Originally published 9 September 1996
The first media reports of evidence for life on Mars were pure NASA gush. Scientists discover evidence of life on Mars. Give us a few billion bucks and we’ll go look for it.
The next round of reports were analytical. What exactly is the nature of the evidence? How reliable is it? What does it imply about the origins of life?
As time passed, skepticism grew. Doubters found their voice. The winnowing engine of science began to separate wheat from chaff.
The scientific story soon gave way to commentary on religious and philosophical implications of the purported discovery. One more bump from our throne of uniqueness. First, Copernicus bumped us from the center of the physical universe. Then Darwin bumped us from the center of time. Now we find that life on Earth, perhaps even intelligent life, may be nothing special.
Now that the excitement has died down, we can consider the implications of life on Mars more reflectively.
Here are some core facts that set a context for the new discoveries:
Certain molecules — such as DNA — have the ability to reproduce themselves.
When molecules reproduce, occasional copying errors are inevitable.
The vast majority of errors degrade the ability of the molecules to reproduce, but occasionally a change will make an offspring molecule more efficient at copying itself.
Geometric reproduction — two, four, eight, and so on — inevitably leads self-reproducing molecules into competition for the chemical resources necessary to make more molecules.
The rest, as they say, is history. Given any self-reproducing chemical system with random mutations, competition for resources, and enough time, evolution by natural selection will inevitably follow. In such circumstances, evolution is not just a theory but a logical necessity.
According to contemporary science, the diversity of life on Earth is a magnificent embroidery of chance and competition, both random and lawful, a logical consequence of the way the world is made. The human soul is part of the embroidery, a dazzling filigree of matter stitched into the fabric of time.
The big question is: Where did the first self-reproducing molecules come from?
Science doesn’t yet have an answer to that. But most molecular biologists believe that it is only a matter of time before we do have an answer, and that the answer will be natural, not supernatural; that is, the first self-reproducing molecules arose spontaneously, perhaps even inevitably, from inanimate matter.

____________________

• Set of tasks:
[A] Write down the part of the Mars essay that starts with the words containing "As time passed, skepticism" and ends with "to reproduce themselves.".
[B] In the Mars essay, who bumped us from the center of time?
You won't need the records that come next.

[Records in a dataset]
____________________

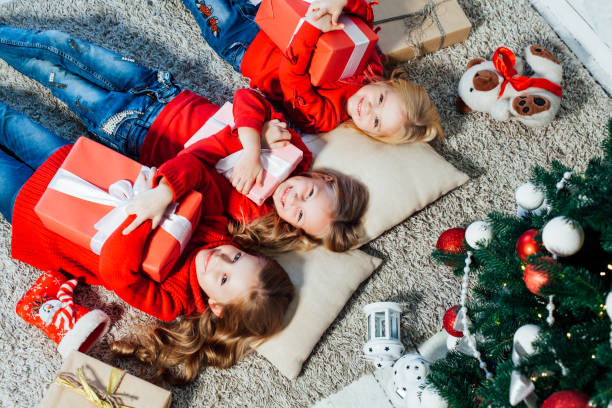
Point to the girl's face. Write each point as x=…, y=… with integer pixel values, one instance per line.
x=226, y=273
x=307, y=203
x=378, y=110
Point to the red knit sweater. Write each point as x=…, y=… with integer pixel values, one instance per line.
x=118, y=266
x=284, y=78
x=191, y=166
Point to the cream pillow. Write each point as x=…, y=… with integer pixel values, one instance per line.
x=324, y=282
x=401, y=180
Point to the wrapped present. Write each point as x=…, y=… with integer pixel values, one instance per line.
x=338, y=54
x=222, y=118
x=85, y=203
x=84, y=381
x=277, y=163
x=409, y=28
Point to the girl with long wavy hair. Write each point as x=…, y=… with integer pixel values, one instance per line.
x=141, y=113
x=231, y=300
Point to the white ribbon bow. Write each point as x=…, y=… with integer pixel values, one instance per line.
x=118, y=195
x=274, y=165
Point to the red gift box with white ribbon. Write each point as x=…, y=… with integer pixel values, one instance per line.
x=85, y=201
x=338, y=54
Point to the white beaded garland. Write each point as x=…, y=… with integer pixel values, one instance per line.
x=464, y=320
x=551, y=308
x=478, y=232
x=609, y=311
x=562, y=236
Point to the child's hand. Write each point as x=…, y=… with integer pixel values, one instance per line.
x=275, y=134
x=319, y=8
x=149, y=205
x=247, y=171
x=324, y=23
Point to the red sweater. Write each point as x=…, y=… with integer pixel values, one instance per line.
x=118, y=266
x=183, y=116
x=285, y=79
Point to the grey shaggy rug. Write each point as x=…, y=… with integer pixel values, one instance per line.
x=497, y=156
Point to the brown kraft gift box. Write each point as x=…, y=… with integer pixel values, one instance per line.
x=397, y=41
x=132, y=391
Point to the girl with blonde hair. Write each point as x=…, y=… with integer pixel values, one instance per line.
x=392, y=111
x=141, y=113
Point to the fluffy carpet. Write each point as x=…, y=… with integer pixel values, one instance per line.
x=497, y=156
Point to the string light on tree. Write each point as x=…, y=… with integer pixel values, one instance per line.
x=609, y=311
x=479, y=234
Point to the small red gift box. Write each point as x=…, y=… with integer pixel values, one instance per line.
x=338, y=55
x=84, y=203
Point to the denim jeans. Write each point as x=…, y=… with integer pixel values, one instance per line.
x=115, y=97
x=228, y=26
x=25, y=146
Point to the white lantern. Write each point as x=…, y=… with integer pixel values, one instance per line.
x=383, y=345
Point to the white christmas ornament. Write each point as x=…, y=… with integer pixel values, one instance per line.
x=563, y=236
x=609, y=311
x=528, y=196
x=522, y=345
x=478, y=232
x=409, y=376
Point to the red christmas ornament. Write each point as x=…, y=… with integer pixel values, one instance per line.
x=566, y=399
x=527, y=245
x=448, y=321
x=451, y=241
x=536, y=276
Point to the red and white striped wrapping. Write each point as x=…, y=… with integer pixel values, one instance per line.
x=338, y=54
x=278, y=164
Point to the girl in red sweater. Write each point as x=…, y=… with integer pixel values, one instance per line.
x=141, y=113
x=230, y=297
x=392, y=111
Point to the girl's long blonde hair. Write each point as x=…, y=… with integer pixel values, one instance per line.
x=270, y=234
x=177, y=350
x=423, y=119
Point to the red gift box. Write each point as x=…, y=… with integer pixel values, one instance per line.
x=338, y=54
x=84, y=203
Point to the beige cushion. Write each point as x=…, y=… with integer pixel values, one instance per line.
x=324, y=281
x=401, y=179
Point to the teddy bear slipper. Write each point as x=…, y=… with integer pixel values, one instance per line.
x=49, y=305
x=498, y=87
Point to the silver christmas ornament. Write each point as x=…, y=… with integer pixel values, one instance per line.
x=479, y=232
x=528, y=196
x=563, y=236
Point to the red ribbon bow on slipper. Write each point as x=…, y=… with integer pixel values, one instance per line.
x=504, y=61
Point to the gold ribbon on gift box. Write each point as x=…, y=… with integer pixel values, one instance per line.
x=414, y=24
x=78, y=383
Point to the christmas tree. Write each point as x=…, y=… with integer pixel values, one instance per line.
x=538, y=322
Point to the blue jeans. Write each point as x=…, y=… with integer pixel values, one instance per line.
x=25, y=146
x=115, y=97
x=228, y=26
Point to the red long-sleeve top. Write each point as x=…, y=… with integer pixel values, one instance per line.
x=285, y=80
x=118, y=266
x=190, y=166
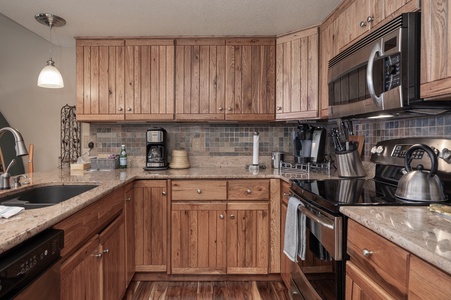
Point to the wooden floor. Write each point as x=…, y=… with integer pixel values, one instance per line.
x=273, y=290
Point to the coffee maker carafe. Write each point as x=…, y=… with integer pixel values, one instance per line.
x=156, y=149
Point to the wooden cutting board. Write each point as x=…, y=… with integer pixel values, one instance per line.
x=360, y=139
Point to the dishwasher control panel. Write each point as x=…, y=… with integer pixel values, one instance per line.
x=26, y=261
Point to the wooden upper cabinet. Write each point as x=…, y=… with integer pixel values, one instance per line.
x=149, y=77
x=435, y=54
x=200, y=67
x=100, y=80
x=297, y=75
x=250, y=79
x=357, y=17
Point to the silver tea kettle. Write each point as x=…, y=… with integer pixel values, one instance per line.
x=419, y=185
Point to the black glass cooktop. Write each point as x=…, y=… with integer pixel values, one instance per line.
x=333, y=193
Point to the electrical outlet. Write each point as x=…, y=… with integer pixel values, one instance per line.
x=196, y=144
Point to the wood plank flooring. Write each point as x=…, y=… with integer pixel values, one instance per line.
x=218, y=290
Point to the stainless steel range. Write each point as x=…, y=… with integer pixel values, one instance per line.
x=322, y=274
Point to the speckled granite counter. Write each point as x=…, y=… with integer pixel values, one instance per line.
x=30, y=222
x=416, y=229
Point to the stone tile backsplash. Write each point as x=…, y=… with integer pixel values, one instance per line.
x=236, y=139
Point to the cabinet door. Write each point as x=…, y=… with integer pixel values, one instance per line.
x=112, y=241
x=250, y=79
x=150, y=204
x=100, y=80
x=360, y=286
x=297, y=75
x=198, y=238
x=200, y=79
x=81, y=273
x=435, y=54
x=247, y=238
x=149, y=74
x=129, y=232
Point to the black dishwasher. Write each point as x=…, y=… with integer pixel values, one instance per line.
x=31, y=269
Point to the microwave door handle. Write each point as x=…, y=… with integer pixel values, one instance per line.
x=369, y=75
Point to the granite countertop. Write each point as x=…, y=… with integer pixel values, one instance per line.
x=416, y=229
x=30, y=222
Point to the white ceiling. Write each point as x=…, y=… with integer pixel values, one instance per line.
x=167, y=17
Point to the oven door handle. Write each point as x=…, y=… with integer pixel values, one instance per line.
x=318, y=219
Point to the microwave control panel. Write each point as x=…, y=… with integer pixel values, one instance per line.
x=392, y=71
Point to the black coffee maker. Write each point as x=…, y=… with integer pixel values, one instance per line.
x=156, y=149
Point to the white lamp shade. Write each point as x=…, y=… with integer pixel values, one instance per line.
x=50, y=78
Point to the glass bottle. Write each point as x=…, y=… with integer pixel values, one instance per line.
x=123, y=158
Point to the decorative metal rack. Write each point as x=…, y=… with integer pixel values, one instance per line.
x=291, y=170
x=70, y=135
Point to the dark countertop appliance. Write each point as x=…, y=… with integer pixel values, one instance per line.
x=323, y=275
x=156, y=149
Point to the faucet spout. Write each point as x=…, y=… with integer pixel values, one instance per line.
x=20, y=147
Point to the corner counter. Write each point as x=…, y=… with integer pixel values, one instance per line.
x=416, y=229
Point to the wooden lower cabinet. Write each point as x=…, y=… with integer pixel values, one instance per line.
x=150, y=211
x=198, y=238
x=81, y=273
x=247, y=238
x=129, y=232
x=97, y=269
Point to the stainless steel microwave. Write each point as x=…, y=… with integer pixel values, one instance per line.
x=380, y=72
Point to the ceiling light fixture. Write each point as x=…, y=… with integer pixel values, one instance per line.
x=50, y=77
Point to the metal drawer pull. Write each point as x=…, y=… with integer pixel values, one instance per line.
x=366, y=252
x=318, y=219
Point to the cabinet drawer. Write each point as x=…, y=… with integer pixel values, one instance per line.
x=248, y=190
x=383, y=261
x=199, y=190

____________________

• Expected responses:
[A]
As time passed, skepticism grew. Doubters found their voice. The winnowing engine of science began to separate wheat from chaff.
The scientific story soon gave way to commentary on religious and philosophical implications of the purported discovery. One more bump from our throne of uniqueness. First, Copernicus bumped us from the center of the physical universe. Then Darwin bumped us from the center of time. Now we find that life on Earth, perhaps even intelligent life, may be nothing special.
Now that the excitement has died down, we can consider the implications of life on Mars more reflectively.
Here are some core facts that set a context for the new discoveries:
Certain molecules — such as DNA — have the ability to reproduce themselves.

[B] Darwin